:: Work required ::
Repeat all the material exactly; pictures stay out of your copy.

-*-

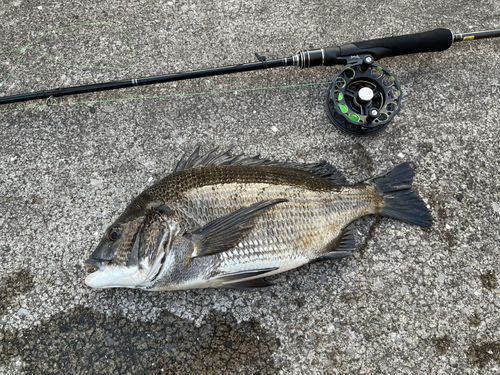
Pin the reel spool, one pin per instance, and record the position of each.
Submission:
(363, 98)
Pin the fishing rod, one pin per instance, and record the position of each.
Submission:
(363, 97)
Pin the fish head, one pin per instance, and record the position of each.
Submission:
(132, 249)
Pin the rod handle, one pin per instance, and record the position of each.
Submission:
(428, 41)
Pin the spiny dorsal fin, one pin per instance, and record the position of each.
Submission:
(322, 169)
(227, 231)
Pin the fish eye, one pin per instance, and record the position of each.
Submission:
(114, 233)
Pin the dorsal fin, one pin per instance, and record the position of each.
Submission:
(322, 169)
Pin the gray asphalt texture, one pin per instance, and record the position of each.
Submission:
(411, 301)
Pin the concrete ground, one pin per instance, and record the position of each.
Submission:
(411, 301)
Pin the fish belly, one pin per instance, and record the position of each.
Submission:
(288, 234)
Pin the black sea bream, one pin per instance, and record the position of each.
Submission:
(225, 222)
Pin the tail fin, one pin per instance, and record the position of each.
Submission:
(400, 202)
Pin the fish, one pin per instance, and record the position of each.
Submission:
(223, 221)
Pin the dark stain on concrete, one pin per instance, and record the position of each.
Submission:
(480, 355)
(350, 298)
(442, 344)
(489, 280)
(475, 320)
(12, 285)
(82, 341)
(449, 238)
(425, 147)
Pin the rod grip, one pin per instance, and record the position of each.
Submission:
(428, 41)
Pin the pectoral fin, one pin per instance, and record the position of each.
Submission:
(346, 245)
(227, 231)
(237, 280)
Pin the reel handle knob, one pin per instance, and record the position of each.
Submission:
(372, 115)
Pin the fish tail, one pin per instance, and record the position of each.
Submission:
(399, 200)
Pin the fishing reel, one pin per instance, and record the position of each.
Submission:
(363, 98)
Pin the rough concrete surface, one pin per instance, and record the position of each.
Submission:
(411, 301)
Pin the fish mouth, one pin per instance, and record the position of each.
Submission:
(96, 263)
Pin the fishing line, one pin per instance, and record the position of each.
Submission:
(166, 96)
(363, 97)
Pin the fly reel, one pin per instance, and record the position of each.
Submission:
(363, 98)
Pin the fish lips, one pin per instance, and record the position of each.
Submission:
(102, 255)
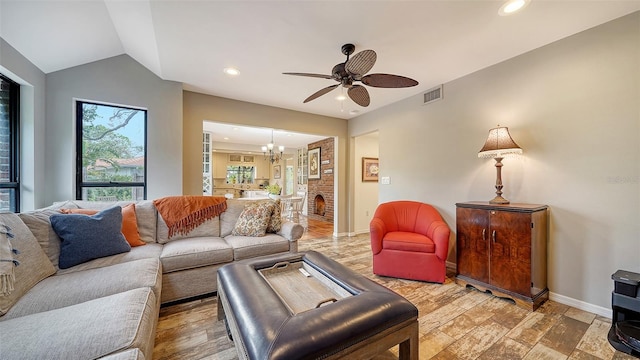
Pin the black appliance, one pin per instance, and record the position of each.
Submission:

-*-

:: Result below ::
Pin the reel spool, one pin per instance, and record the position of each.
Submission:
(363, 98)
Pin the fishing rod, one pin per instance, and record the position of each.
Submission:
(363, 97)
Pin the fish head, one pin per instance, and record the position of each.
Submission:
(132, 249)
Pin the rod handle, one pin per instance, and record the position of each.
Submission:
(428, 41)
Pin the spiny dorsal fin, one pin per instance, and record the position of each.
Submission:
(322, 169)
(227, 231)
Pin the fish eye, one pin per instance, and record the position of each.
Submission:
(114, 233)
Pin the dorsal fin, one pin per instance, and record the position of each.
Submission:
(322, 169)
Pin the gray asphalt texture, one pin per instance, and record the position of each.
Submission:
(411, 301)
Pin the concrete ground, one pin per instance, and record the position of each.
Submission:
(411, 301)
Pin the fish belly, one pin per instance, and record the position of each.
Submission:
(288, 234)
Pin the black sea bream, one pin per instance, and record the position of each.
Submission:
(225, 222)
Pin the tail fin, one pin per instance, and record the position of each.
Submission:
(400, 202)
Pin the fish, one pin per instance, and record the position of each.
Submission:
(223, 221)
Pin the dark stain on concrete, one pin per instance, and record the position of each.
Submission:
(480, 355)
(350, 298)
(442, 344)
(489, 280)
(475, 320)
(12, 285)
(82, 341)
(449, 238)
(425, 147)
Pin the rod grip, one pin per instance, and record the position of each.
Submission:
(428, 41)
Pin the pectoral fin, one pin per instance, and record the position of each.
Submission:
(346, 245)
(227, 231)
(237, 280)
Pin the reel handle knob, one pin per instance, and record the position of each.
Submission:
(372, 115)
Pin the fish tail, one pin per instance, and record the position of each.
Submission:
(399, 200)
Pin the fishing reel, one pin per instance, and record the position of each.
Submission:
(363, 98)
Pin the rough concrete surface, one pin per instance, and record the position of each.
Submission:
(411, 301)
Pin the fish mouth, one pin per instance, and record the position of each.
Submission:
(96, 263)
Pin the fishing line, one pin per instance, and record the position of each.
Submission:
(166, 96)
(363, 97)
Pin the fly reel, one pin per instance, and record the position of each.
Submission:
(363, 98)
Pin the fish lips, one pin per instance, and record the position of each.
Submission:
(102, 255)
Pin the black appliance, one pin per instance, and record the position of each.
Submission:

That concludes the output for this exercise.